Print verbatim every line starting at the one that contains "the white sock" and ending at the final line of the records; include both endpoints.
── Records to use ──
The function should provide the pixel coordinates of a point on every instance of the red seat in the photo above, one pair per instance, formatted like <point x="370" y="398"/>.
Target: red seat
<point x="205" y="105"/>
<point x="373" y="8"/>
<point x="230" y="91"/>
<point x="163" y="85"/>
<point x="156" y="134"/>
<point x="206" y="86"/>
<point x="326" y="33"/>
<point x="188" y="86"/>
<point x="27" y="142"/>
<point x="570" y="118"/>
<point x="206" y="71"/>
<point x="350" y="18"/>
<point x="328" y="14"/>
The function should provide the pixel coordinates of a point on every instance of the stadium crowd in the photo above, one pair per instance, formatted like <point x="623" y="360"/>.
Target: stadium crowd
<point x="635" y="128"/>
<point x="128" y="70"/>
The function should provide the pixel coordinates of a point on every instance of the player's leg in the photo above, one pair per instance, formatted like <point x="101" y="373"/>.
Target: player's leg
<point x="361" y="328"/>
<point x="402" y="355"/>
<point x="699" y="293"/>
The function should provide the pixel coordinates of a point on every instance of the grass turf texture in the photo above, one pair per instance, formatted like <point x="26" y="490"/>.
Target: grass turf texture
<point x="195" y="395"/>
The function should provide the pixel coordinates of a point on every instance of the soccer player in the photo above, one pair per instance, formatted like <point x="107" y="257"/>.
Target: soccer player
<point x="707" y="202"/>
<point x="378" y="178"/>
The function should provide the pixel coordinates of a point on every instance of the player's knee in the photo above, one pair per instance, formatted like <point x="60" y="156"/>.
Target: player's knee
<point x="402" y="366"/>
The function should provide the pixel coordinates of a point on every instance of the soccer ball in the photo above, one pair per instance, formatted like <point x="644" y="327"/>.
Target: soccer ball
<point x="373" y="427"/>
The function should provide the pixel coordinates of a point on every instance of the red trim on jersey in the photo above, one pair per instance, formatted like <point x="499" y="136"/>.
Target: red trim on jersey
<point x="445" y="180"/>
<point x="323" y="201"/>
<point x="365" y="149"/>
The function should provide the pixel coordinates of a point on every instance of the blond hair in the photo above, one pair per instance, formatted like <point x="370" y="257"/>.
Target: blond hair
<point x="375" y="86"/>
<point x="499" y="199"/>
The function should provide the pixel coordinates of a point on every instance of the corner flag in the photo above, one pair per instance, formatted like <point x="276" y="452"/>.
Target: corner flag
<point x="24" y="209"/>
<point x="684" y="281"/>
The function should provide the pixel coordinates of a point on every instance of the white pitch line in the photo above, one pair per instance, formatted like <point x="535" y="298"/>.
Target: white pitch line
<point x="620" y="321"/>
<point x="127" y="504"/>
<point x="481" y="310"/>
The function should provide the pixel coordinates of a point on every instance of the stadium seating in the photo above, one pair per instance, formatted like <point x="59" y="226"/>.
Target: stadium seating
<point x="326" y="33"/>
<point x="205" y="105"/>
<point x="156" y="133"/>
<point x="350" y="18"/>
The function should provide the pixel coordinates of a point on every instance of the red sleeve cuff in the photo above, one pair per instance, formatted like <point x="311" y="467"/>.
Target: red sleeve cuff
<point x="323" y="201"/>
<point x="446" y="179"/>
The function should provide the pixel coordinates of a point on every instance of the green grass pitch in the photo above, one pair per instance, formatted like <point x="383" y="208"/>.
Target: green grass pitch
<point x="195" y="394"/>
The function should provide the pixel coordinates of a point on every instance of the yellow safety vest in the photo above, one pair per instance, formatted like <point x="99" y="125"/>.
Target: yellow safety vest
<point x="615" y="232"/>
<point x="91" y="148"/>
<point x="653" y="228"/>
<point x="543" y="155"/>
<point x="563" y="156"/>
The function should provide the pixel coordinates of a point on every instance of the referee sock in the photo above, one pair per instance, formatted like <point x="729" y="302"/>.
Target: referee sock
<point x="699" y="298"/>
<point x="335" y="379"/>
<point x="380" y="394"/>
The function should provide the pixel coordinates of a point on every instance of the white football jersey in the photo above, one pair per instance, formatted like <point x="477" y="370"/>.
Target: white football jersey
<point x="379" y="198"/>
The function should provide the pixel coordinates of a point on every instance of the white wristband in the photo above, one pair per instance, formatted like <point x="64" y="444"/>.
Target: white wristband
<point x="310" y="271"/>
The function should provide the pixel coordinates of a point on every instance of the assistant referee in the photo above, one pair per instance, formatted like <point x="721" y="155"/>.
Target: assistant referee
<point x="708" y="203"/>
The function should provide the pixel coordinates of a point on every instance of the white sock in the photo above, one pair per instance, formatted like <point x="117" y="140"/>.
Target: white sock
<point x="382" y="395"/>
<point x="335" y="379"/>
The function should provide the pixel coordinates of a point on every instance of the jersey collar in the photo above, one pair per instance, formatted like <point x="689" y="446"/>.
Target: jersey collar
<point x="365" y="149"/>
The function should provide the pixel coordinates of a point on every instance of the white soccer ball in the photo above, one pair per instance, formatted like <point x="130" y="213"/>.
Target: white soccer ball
───
(Expected answer)
The function should provide the pixel coordinates of a point on every instance of the white sock in the photo above, one pair per instance, formatted like <point x="117" y="140"/>.
Target: white sock
<point x="382" y="395"/>
<point x="335" y="379"/>
The function should provide the pixel coordinates of a point on every instance of the jersey collar in the photo above, one pair per instance, formatted like <point x="689" y="446"/>.
Target: jersey collar
<point x="365" y="149"/>
The function should provide the pixel coordinates of a point on every instance of the white soccer ball in the photo above, one pair per instance, formatted like <point x="130" y="213"/>.
Target: white soccer ball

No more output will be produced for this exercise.